Supplied information:
◇ ◇ ◇
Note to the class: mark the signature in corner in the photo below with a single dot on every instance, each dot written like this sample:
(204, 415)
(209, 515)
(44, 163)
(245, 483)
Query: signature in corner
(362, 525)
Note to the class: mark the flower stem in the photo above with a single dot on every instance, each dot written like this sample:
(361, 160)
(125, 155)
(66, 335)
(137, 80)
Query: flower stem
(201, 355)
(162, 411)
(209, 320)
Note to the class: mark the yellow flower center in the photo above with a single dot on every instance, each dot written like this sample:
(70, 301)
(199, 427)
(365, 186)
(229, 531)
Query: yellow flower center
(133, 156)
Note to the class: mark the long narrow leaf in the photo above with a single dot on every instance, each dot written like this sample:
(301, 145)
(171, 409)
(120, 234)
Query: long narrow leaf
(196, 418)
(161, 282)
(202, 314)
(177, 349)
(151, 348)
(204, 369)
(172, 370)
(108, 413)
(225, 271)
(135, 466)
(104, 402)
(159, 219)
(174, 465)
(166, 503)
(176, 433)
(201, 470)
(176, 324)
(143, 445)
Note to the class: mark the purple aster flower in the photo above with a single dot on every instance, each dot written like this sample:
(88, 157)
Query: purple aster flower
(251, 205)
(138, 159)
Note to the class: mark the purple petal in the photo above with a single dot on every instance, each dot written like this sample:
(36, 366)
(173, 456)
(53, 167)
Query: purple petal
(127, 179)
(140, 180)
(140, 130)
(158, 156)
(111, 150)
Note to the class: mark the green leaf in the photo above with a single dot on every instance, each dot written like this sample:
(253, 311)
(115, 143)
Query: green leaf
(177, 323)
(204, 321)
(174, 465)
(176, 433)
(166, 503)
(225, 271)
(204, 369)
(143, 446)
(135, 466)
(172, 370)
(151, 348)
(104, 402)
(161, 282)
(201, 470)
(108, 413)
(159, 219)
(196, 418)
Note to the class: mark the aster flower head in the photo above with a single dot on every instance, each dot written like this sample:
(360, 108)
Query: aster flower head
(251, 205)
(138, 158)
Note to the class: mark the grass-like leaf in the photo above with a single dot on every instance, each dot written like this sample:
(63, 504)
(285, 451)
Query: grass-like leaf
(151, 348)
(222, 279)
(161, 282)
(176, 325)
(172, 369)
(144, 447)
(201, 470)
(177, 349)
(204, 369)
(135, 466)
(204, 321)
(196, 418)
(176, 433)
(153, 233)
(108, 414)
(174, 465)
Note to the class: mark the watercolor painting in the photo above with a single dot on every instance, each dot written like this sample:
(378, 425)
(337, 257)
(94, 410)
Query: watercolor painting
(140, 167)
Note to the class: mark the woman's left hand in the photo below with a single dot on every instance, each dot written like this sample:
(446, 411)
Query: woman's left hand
◇ ◇ ◇
Description of the task: Could you rewrite every line of the material above with each "Note to the class" renamed to "Instruction for students" and nothing else changed?

Full solution:
Instruction for students: mark the signature in corner in the photo below with a single dot on every instance, each dot written like this sample:
(204, 415)
(209, 515)
(44, 163)
(245, 483)
Query: signature in corner
(362, 525)
Instruction for students: mark the flower stem in the photo above with a single dot on every instance, each dot written like this sample:
(361, 160)
(125, 155)
(66, 335)
(137, 80)
Query: flower stem
(201, 355)
(162, 411)
(209, 320)
Instruction for students: mark the yellow flower center in the photo above with a single dot on every instance, each dot written like this sample:
(70, 301)
(199, 427)
(365, 186)
(229, 531)
Query: yellow flower center
(133, 156)
Instruction for students: mark the long narrow leaf in the photo above with a single dot on every instance, each dot written like this sample:
(301, 145)
(171, 409)
(120, 234)
Query: long narrow leaf
(196, 418)
(161, 282)
(202, 314)
(177, 349)
(151, 348)
(204, 369)
(172, 370)
(108, 413)
(225, 271)
(135, 466)
(104, 402)
(159, 219)
(174, 465)
(166, 503)
(176, 433)
(201, 470)
(176, 324)
(143, 445)
Instruction for students: mark the purple aster flower in the photo above with a single dot on every instance, each dot written like this sample:
(88, 157)
Query: purple aster flower
(251, 205)
(138, 159)
Instruction for students: mark the purple petal in the photo above with a single dot on every instance, each dot written like this sample:
(36, 366)
(173, 456)
(53, 167)
Query: purple petal
(127, 179)
(140, 180)
(140, 130)
(158, 156)
(111, 150)
Instruction for students: mark the green leaf in the photo above with a single dot on every instance, each dot written like this sample:
(253, 311)
(115, 143)
Query: green leaf
(177, 323)
(204, 321)
(174, 465)
(176, 433)
(166, 503)
(225, 271)
(204, 369)
(143, 446)
(135, 466)
(172, 370)
(151, 348)
(104, 402)
(161, 282)
(201, 470)
(108, 413)
(159, 219)
(196, 418)
Instruction for students: mark the aster flower head in the photo above with a single dot on every instance, each dot written like this sample:
(360, 108)
Query: aster flower head
(251, 205)
(138, 158)
Instruction for students: mark the grass-like leaf in the photo above with a single dot on every instance, each dot written like this sample:
(63, 504)
(285, 451)
Query: grass-like leaf
(151, 348)
(222, 279)
(161, 282)
(176, 325)
(172, 369)
(144, 447)
(201, 470)
(177, 349)
(204, 369)
(135, 466)
(204, 321)
(196, 418)
(176, 433)
(153, 233)
(108, 414)
(174, 465)
Instruction for students: mark the watercolor painting in the photo above with a single dot on every instance, each dot written like this sample:
(378, 425)
(337, 257)
(94, 410)
Query: watercolor painting
(140, 167)
Instruction for students: mark the woman's left hand in the photo below with a single dot on every instance, each dot written like this sample:
(446, 411)
Query: woman's left hand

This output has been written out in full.